» What to produce
Please continue the passage below on a carrier's liability for lost property, picking up right after its final sentence.

» Extract to read
───
B Amount for Lost Items

Pursuant to 49 U.S.C. § 14706(a)(1), the delivering carrier is “liable to persons entitled to recover under the receipt or bill of lading. The liability imposed under this paragraph is for the actual loss or injury to the property caused by the delivering carrier.”49 U.S.C. § 14706(a)(1). A carrier may limit its liability “to a value established by written declaration of the shipper or by written agreement.”49 U.S.C. 14706(f). In other words, the carrier is liable for the actual loss, unless there is an agreement between the shipper and the carrier that states otherwise.

Here, the agreement (bill of lading) provides for two options regarding the carrier’s liability. (Attachment 3 to Exhibit 1). The first option limits the carrier’s liability “to $0.60 per pound per article for all items indicated as damaged or missing at the time of delivery.”Id. The second option provides for full replacement value protection. Id. Plaintiff marked both boxes on the bill of lading. Id.
───
» Extracted material

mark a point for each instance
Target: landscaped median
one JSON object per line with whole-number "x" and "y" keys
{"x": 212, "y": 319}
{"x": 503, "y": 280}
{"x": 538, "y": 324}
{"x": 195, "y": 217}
───
» Exercise answer
In determining which option plaintiff is bound by and ultimately the relief to which she is entitled, the magistrate judge notes that according to the agreement, in order to receive full replacement value protection, the shipper must pay a fee of $8.50 for every 1000 pounds of the shipment’s declared value. Id. However, the agreement does not indicate the declared value of the shipment. Id. Nor does it show that plaintiff paid the fee to receive full replacement value protection. Id. Thus, it does not appear that plaintiff declared the value of the shipment and paid the corresponding fee entitling her to full replacement value protection. Accordingly, the magistrate judge finds that plaintiff agreed to the carrier’s limitation restricting its liability to “$0.60 per pound per article for all items indicated as damaged or missing at the time of delivery.”Id.

However, for the limitation in the agreement to be effective and for plaintiff to be bound by it, the carrier must: (1) maintain a tariff in compliance with the requirements of the Interstate Commerce Commission; (2) give the shipper a reasonable opportunity to choose between two or more levels of liability; (3) obtain the shipper’s agreement as to her choice of carrier liability limit; and (4) issue a bill of lading prior to moving the shipment that reflects any such agreement. Hughes Aircraft Co. v. North American Van Lines, Inc., 970 F.2d 609, 611-12 (9th Cir.1992) (citing Rohner Gehrig Co., Inc. v. Tri-State Motor Transit, 950 F.2d 1079, 1081 (5th Cir.1992) (en banc)); See also Acro Automation Sys. v. Iscont Shipping, 706 F.Supp. 413, 415 (D.Md.1989). The carrier bears the burden of proving that it has complied with these requirements. Carmana Designs, Inc., v. North American Van Lines, Inc., 943 F.2d 316, 319 (3d Cir.1991).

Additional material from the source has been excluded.